Tasks for this exercise =
1. Answer these questions using the text on myasthenia gravis research:
(a) When did MDA-funded researchers help establish that MG is autoimmune?
(b) Which drugs did those discoveries lead to as a lifesaving treatment?
(c) Which treatment developed by MDA-funded researchers are scientists now refining?
2. Carry on the text on myasthenia gravis research past its final sentence.

Text section =
Myasthenia Gravis (MG)
MDA’s commitment to research on myasthenia gravis (MG) began many years ago when little was known about the cause of MG and its mortality rate was high.
In the early 1970s, MDA-funded researchers helped establish the autoimmune nature of MG. They showed that people with the disease have a reduced number of acetylcholine (ACh) receptors, and that antibodies to the receptors can induce MG in laboratory animals. These discoveries led swiftly to the lifesaving use of immunosuppressant drugs to treat the disease.
MDA-funded researchers also developed plasmapheresis as a treatment for MG. Today, scientists are refining plasmapheresis so that it sifts out only unwanted antibodies, not the antibodies that are doing their job properly.

Given records =
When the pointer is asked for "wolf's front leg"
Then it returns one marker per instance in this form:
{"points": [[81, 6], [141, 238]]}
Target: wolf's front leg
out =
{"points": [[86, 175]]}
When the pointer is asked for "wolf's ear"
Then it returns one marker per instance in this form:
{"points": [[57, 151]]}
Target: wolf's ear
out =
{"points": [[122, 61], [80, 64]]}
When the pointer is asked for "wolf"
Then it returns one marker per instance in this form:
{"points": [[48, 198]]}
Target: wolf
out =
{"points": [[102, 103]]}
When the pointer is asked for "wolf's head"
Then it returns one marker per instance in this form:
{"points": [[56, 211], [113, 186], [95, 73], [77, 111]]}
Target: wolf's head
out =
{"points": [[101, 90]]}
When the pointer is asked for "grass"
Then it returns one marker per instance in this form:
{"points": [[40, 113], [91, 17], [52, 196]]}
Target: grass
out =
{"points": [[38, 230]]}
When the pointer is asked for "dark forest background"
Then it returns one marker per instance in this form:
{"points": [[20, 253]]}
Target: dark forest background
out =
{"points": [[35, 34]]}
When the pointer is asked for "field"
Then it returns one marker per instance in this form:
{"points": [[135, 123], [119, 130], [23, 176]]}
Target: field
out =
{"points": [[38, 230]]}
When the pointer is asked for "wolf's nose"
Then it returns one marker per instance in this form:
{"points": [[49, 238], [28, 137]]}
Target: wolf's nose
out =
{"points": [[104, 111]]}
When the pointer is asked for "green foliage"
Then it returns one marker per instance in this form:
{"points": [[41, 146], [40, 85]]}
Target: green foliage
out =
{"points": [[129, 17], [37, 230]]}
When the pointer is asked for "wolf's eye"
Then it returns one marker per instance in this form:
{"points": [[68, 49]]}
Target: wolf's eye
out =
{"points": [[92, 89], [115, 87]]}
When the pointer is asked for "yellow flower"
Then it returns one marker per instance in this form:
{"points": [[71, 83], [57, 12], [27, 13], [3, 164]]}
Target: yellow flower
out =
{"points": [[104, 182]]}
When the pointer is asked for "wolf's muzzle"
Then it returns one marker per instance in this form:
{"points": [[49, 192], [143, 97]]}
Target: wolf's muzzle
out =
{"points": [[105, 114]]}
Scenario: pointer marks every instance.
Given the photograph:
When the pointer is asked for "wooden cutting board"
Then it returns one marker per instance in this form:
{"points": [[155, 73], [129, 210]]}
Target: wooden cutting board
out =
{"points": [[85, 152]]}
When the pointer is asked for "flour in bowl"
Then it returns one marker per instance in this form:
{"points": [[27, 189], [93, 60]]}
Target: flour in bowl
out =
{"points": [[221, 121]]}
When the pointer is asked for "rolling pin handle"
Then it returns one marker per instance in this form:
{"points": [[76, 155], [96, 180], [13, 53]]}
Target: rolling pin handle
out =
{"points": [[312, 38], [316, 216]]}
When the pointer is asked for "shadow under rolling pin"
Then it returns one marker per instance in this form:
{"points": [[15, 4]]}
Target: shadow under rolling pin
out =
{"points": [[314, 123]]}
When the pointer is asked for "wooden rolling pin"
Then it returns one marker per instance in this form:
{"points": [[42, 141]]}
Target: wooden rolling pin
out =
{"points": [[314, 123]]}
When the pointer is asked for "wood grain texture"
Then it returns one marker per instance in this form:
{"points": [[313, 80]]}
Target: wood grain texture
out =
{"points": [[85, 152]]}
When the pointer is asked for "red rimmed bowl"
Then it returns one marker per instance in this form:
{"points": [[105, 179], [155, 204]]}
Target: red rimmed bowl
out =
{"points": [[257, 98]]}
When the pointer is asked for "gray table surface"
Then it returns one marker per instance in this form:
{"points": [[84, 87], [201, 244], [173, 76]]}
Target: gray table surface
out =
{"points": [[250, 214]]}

Expected results =
1.
(a) In the early 1970s.
(b) Immunosuppressant drugs.
(c) Plasmapheresis.

2.
Today, researchers are working to understand the specifics of the autoimmune problems in MG and to refine their detection and treatment. A particular area of focus is "rebalancing" the immune system, rather than the earlier approach of suppressing it. One way to rebalance the overactive immune system is by enhancing the activities or numbers of so-called regulatory T cells, which dampen an immune response that has gotten out of hand.
Another important area of current research is understanding the physiology of the neuromuscular junction (NMJ), with the goal of improving its function despite an immune system attack on it. For more, read New Directions: Can an immune response be rerouted to treat disease? and MG: Can the Immune Response Be Tamed? to learn more.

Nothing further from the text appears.